The records below are to be reproduced exactly, with every picture left out.

Records from a data source

_____

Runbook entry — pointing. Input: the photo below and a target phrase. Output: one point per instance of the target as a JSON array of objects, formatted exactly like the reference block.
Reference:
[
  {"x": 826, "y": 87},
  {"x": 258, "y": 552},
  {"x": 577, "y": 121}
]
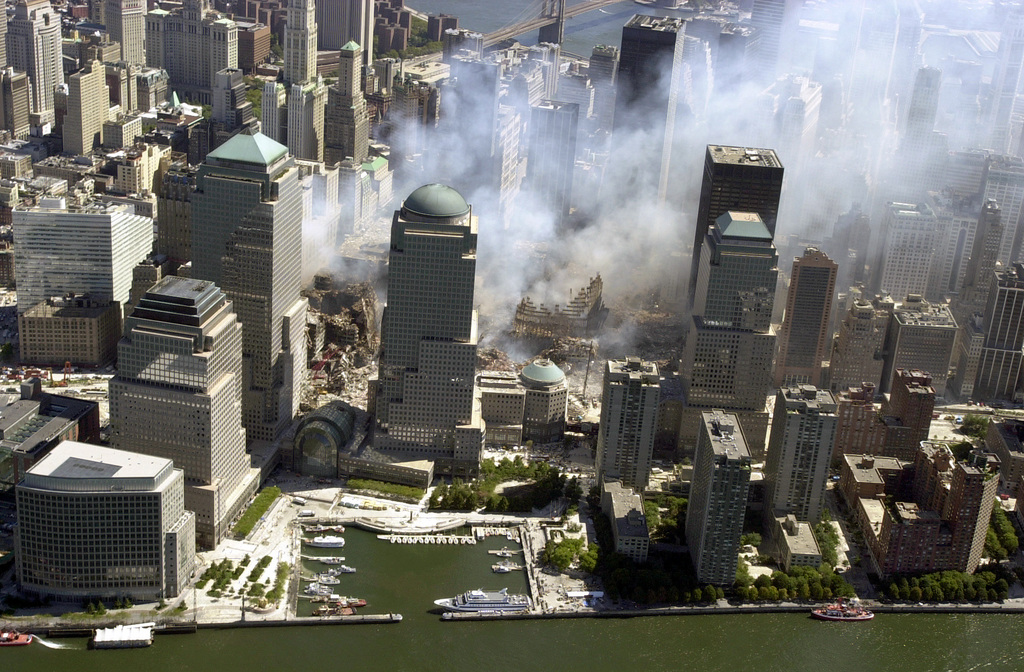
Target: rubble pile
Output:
[
  {"x": 569, "y": 352},
  {"x": 349, "y": 312},
  {"x": 348, "y": 315}
]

_____

• **The answer**
Runbook entry — pointing. Input: the photo below and a target phrase. Output: one point per instance of the target as a JSON array of objects, formatted exactly like the reference block.
Reference:
[
  {"x": 826, "y": 87},
  {"x": 258, "y": 552},
  {"x": 577, "y": 121}
]
Target: rubble pile
Output:
[
  {"x": 569, "y": 352},
  {"x": 349, "y": 312},
  {"x": 348, "y": 315}
]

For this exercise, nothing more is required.